Repeat the records below exactly, leaving out any pictures.

=== RAW DATA ===
===

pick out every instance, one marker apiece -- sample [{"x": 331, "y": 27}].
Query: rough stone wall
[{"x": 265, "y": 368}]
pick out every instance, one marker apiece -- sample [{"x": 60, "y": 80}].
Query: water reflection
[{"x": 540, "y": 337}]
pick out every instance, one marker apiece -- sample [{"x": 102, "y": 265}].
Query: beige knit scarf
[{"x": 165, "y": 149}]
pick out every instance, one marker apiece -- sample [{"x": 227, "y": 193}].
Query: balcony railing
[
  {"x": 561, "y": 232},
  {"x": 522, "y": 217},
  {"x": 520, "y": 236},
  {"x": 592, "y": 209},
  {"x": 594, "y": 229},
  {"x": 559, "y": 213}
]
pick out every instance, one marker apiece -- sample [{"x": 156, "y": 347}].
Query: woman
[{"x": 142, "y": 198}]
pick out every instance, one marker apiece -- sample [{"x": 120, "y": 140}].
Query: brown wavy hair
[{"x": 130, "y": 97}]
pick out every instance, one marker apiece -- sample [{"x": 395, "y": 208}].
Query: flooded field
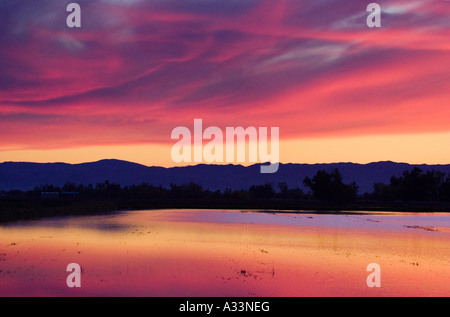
[{"x": 228, "y": 253}]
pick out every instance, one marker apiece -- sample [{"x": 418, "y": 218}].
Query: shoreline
[{"x": 34, "y": 209}]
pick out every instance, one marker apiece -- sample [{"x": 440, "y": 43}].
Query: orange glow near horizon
[
  {"x": 413, "y": 149},
  {"x": 116, "y": 87}
]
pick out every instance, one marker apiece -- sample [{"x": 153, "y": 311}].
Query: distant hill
[{"x": 24, "y": 176}]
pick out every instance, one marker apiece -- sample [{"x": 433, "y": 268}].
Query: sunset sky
[{"x": 135, "y": 70}]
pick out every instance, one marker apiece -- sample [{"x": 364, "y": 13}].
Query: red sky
[{"x": 135, "y": 70}]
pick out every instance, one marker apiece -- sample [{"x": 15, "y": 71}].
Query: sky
[{"x": 338, "y": 90}]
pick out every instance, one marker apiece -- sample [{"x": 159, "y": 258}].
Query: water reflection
[{"x": 227, "y": 253}]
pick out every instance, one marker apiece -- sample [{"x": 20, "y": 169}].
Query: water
[{"x": 227, "y": 253}]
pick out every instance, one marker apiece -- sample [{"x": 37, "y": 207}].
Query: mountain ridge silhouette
[{"x": 27, "y": 175}]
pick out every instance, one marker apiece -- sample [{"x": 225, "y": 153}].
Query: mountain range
[{"x": 25, "y": 176}]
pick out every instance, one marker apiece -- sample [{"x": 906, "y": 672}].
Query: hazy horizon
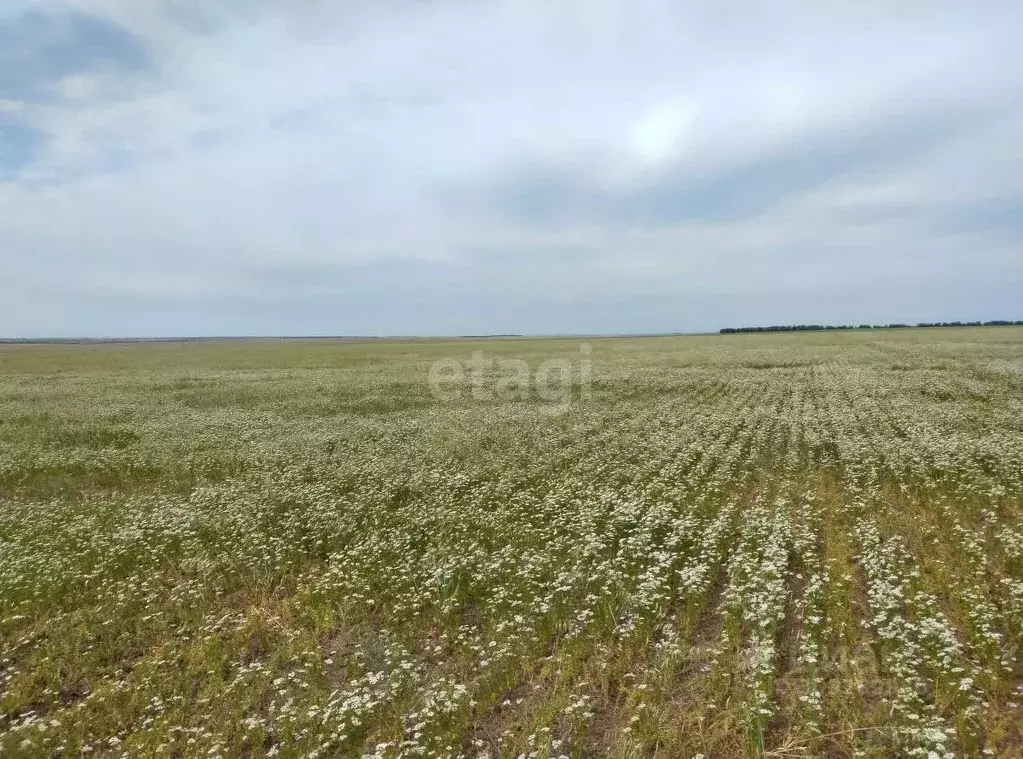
[{"x": 232, "y": 168}]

===

=== REPLY TO THE TASK ===
pick out every instance, one marker apiece -- sample [{"x": 331, "y": 27}].
Query: rough stone wall
[{"x": 265, "y": 368}]
pick out every instance, one marker apiece -- sample [{"x": 60, "y": 80}].
Query: water reflection
[{"x": 540, "y": 337}]
pick out every instance, one marker apiece -- sample [{"x": 102, "y": 265}].
Query: beige knit scarf
[{"x": 165, "y": 149}]
pick out every instance, one marker apiece -- sample [{"x": 227, "y": 193}].
Query: balcony railing
[
  {"x": 561, "y": 232},
  {"x": 522, "y": 217},
  {"x": 520, "y": 236},
  {"x": 592, "y": 209},
  {"x": 594, "y": 229},
  {"x": 559, "y": 213}
]
pick out every instance, one marker apiece -- sample [{"x": 156, "y": 347}].
Query: woman
[{"x": 142, "y": 198}]
pick out every instance, one marker apiece -- sample [{"x": 120, "y": 140}].
Query: brown wavy hair
[{"x": 130, "y": 97}]
pick out every instance, one marker apiece -- sample [{"x": 395, "y": 208}].
Query: flooded field
[{"x": 228, "y": 253}]
pick out every instance, one marker apiece -- sample [{"x": 418, "y": 218}].
Query: shoreline
[{"x": 34, "y": 209}]
pick out every instance, one marker apiece -- sample [{"x": 440, "y": 43}].
Query: orange glow near horizon
[
  {"x": 413, "y": 149},
  {"x": 116, "y": 87}
]
pick out every instance, one marker apiece -- sample [{"x": 153, "y": 311}].
Query: distant hill
[{"x": 24, "y": 176}]
pick out every instance, one marker apiece -- sample [{"x": 433, "y": 268}].
Query: sunset sky
[{"x": 135, "y": 70}]
pick out every instance, one marker apiece -- sample [{"x": 364, "y": 13}].
Query: red sky
[{"x": 135, "y": 70}]
pick out every instance, one marker apiece -- sample [{"x": 15, "y": 71}].
Query: sky
[{"x": 338, "y": 90}]
pick out every instance, one marker apiece -- sample [{"x": 159, "y": 258}].
Query: water reflection
[{"x": 227, "y": 253}]
pick out every instance, one marker apiece -- sample [{"x": 20, "y": 169}].
Query: water
[{"x": 227, "y": 253}]
pick out every instance, one marker apiece -- sample [{"x": 37, "y": 207}].
Query: mountain ridge silhouette
[{"x": 27, "y": 175}]
pick out every instance, one marker apiece -- sample [{"x": 225, "y": 153}].
Query: mountain range
[{"x": 25, "y": 176}]
pick out every instance, one marker apiece -- sample [{"x": 906, "y": 672}].
Query: hazy horizon
[{"x": 232, "y": 168}]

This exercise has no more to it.